The testimony of SO2 Cristopher Viaña (SO2 Viaña), a part of the apprehending team, further reveals that it was only the barangay official who was present at the time of the inventory:

Q
At that time Mr. Witness, there was no barangay official either DOJ representative?

A
Yes, ma'am. Media.

Q
After he was subdued Mr. Witness, what did you do to whim (sic)?

A
We waited for the barangay official

Q
What do you mean, "he was there"?

A
He was lying faced down.

Q
What time did the barangay captain arrived (sic)?

A
I cannot exactly remember the time but it was only for a short time after we subdued him.

Q
Where did you mark the shabu, Mr. Witness?

A
On the road where the incident happened.[24] (Emphasis supplied)



The above facts were likewise corroborated by the testimonies of Cabezudo and Reno Pisalbon (Pisalbon), the barangay captain who signed the inventory receipt. Barangay captain Pisalbon's testimony further confirms that two of the three required witnesses – the DOJ representative and the member of the media – were not present at the time of the inventory:

Q
Do you recall of any unusual incident Mr. witness, at that time?

A
Yes, ma'am.

Q
Will you please tell us?

A
At that time when I was eating[,] Barangay Tanod arrived and he told me that there was someone caught by a PDEA who is selling drugs.

Q
Upon hearing that information[,] what did you do Mr. witness?

A
We went to the barangay hall and I saw Edwin Cabezudo with handcuff.


x x x x


Q
So, what else happened when they were still inside the barangay hall?

A
None, ma'am. I can not recall.


Q
Aside from the PDEA members were you able to see a member of the media?

A
None, ma'am.


Q
What about a member from the DOJ?

A
None, ma'am.[25] (Emphasis supplied)


On the other hand, it may be inferred from Cabezudo's testimony that the other witnesses were already "called-in" to sign the inventory receipt, and that the inventory had already been completed at the place of apprehension – where only the barangay official was present:

Q
When you were already in the barangay hall of Palanas, what happened next, if any?

A
They let me sit in the chair and we waited for the barangay captain.

x x x x

Q
What time did the barangay captain of Palanas arrive, Mr. Witness?

A
At about 1:00 o'clock, ma'am.


x x x x


Q
After that, Mr. Witness, what happened?

A
They put me in the blotter, in the barangay.


Q
After the blotter what happened next?

A
After that I saw them that they were looking for a Xerox machine because they will photocopy the Five Hundred peso (Php500.00) bill.


Q
Did you find photocopy machine?

A
Yes, ma'am in the barangay hall.


Q
Was the money photocopied, Mr. Witness.

A
Yes, ma'am.


Q
After the money was photocopied, what did they do next, Mr. Witness?

A
They instructed the barangay secretary to put it in the blotter.


Q
And then after that what happened?

A
We waited for the DOJ representative.


Q
For how long did you wait for that DOJ representative?

A
At about 3:00 o'clock the DOJ representative arrived.


Q
After the DOJ representative arrived, what did they do next?

A
I saw them signing a document, ma'am.

• **Data listing**:

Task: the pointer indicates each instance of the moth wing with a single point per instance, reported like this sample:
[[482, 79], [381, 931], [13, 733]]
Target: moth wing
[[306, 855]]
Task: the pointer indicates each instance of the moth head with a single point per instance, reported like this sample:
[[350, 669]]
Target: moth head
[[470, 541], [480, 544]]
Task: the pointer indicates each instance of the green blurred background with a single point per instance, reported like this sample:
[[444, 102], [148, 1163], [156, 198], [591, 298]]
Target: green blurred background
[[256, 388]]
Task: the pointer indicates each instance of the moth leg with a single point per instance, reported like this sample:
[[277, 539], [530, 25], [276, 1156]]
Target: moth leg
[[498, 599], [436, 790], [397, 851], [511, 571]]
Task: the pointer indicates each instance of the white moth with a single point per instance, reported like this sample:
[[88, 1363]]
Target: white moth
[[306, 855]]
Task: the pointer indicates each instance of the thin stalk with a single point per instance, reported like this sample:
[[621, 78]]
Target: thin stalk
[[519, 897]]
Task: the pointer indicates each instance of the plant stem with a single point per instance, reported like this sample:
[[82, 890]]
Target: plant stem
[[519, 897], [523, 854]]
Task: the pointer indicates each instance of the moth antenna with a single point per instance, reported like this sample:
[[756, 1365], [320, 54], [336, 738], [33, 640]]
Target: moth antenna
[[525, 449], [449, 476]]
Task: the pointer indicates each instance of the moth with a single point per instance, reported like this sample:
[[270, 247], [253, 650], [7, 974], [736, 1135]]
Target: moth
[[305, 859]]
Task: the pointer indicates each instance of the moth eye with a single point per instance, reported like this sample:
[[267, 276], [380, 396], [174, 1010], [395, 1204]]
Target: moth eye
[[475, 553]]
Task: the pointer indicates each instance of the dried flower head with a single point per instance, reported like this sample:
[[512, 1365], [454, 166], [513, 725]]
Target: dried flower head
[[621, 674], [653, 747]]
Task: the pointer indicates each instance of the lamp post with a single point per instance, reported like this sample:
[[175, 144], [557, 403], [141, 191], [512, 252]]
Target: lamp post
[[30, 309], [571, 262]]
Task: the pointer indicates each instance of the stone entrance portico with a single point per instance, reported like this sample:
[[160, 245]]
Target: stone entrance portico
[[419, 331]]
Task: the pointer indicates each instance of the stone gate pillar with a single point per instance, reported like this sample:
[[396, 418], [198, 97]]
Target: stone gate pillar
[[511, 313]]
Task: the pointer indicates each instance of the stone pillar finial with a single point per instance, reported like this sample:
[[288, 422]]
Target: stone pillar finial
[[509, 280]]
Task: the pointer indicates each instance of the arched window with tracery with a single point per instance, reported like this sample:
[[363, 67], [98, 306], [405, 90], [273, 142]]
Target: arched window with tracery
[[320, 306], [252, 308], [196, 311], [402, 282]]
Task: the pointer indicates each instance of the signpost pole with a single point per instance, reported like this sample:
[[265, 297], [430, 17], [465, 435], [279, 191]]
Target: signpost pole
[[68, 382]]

• **What is needed**:
Reproduce the court testimony excerpt word for word, everything from "On the other" down to "next, if any?".

• **Task response**:
On the other hand, it may be inferred from Cabezudo's testimony that the other witnesses were already "called-in" to sign the inventory receipt, and that the inventory had already been completed at the place of apprehension – where only the barangay official was present:

Q
When you were already in the barangay hall of Palanas, what happened next, if any?